## BEGIN DATA LISTING

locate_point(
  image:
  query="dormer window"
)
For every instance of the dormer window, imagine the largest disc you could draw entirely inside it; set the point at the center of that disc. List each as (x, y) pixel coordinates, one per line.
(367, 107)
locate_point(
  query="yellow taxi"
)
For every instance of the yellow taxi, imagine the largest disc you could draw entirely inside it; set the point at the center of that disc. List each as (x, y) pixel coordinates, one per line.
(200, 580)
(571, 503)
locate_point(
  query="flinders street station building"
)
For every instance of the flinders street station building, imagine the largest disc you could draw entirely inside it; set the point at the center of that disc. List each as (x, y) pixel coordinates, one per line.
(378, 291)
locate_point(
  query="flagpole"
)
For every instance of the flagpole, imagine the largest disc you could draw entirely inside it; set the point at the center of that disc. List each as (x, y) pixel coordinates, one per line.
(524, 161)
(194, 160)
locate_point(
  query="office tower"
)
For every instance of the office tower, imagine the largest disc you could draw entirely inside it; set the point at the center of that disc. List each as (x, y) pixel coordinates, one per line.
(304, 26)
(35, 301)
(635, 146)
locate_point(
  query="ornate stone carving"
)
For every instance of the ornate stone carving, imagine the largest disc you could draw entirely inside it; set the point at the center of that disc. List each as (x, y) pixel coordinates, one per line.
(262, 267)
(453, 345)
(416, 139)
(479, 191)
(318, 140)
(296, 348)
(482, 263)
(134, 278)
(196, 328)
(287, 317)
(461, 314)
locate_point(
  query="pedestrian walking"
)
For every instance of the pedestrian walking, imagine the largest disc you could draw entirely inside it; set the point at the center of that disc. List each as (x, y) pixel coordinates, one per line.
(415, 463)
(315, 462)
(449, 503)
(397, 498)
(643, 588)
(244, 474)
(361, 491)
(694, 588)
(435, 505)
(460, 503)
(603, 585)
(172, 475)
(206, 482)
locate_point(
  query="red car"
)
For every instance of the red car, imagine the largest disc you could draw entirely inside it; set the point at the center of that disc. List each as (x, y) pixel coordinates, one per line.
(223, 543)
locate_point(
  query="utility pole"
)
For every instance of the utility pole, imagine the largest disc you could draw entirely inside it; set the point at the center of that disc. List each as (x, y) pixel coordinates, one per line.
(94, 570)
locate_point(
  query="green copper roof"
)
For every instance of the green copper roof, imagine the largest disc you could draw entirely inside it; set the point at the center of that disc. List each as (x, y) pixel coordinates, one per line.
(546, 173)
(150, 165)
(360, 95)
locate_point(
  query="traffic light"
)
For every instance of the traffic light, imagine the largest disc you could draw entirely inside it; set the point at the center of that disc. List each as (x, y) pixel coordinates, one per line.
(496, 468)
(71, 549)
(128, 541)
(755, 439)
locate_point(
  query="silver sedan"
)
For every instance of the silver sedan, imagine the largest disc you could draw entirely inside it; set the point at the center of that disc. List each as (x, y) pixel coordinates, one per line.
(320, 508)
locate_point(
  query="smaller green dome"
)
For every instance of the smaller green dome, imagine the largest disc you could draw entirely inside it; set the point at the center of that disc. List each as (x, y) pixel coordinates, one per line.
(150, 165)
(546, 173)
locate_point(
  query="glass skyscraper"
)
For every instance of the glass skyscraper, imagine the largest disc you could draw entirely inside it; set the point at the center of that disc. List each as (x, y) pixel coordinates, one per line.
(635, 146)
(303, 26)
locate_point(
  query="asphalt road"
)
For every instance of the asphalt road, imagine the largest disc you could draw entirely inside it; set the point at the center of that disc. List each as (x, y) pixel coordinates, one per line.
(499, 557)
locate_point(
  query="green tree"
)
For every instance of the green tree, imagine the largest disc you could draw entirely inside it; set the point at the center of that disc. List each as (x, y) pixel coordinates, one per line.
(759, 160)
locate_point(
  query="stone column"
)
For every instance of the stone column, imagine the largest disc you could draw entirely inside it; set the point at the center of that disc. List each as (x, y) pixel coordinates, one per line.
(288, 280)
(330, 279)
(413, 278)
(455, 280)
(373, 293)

## END DATA LISTING
## BEGIN DATA LISTING

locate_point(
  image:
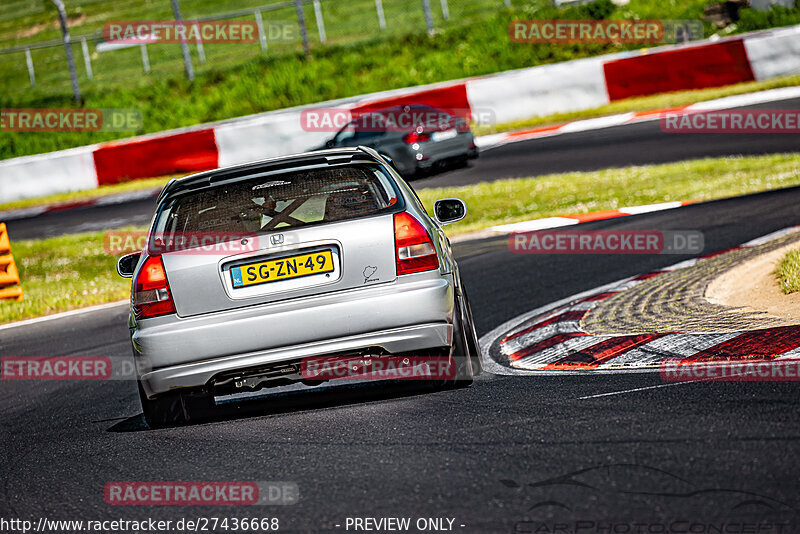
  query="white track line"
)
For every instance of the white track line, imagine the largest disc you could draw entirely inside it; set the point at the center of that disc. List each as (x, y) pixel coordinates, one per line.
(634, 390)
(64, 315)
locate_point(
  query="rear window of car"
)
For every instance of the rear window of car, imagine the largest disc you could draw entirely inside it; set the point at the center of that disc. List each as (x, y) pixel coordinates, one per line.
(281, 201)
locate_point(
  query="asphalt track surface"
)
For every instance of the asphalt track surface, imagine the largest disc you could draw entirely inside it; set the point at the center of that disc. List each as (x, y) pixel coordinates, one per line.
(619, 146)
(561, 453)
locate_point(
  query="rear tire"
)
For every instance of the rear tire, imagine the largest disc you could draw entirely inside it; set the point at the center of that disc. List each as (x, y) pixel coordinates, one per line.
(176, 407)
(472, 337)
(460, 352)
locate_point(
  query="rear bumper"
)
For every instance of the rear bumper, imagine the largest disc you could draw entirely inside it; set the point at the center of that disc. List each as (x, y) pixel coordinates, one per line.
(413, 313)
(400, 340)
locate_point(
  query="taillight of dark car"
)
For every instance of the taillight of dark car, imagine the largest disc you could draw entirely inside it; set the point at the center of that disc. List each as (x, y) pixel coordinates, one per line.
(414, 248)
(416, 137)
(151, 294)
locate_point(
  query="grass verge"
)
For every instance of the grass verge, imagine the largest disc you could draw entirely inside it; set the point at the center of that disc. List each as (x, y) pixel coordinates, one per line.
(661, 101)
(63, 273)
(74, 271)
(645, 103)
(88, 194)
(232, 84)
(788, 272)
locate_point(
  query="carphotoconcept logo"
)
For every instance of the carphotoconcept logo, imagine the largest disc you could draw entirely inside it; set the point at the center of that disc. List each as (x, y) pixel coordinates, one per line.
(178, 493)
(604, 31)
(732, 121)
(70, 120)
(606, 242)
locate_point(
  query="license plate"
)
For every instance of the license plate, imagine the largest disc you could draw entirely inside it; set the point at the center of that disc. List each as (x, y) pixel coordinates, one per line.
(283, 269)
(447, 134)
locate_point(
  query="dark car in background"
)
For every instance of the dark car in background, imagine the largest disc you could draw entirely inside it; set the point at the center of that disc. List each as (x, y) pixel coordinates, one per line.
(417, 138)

## END DATA LISTING

## TO BE DONE
Return each line from the items above that contains the word "carphotoconcept".

## SOLUTION TO THIS PROBLEM
  query="carphotoconcept logo"
For every instance of the carphotoconcept logo, imagine the largest disc you could draw entirely inside it; set the point at the center of that disc. List each as (x, y) pixel coordinates, one per line.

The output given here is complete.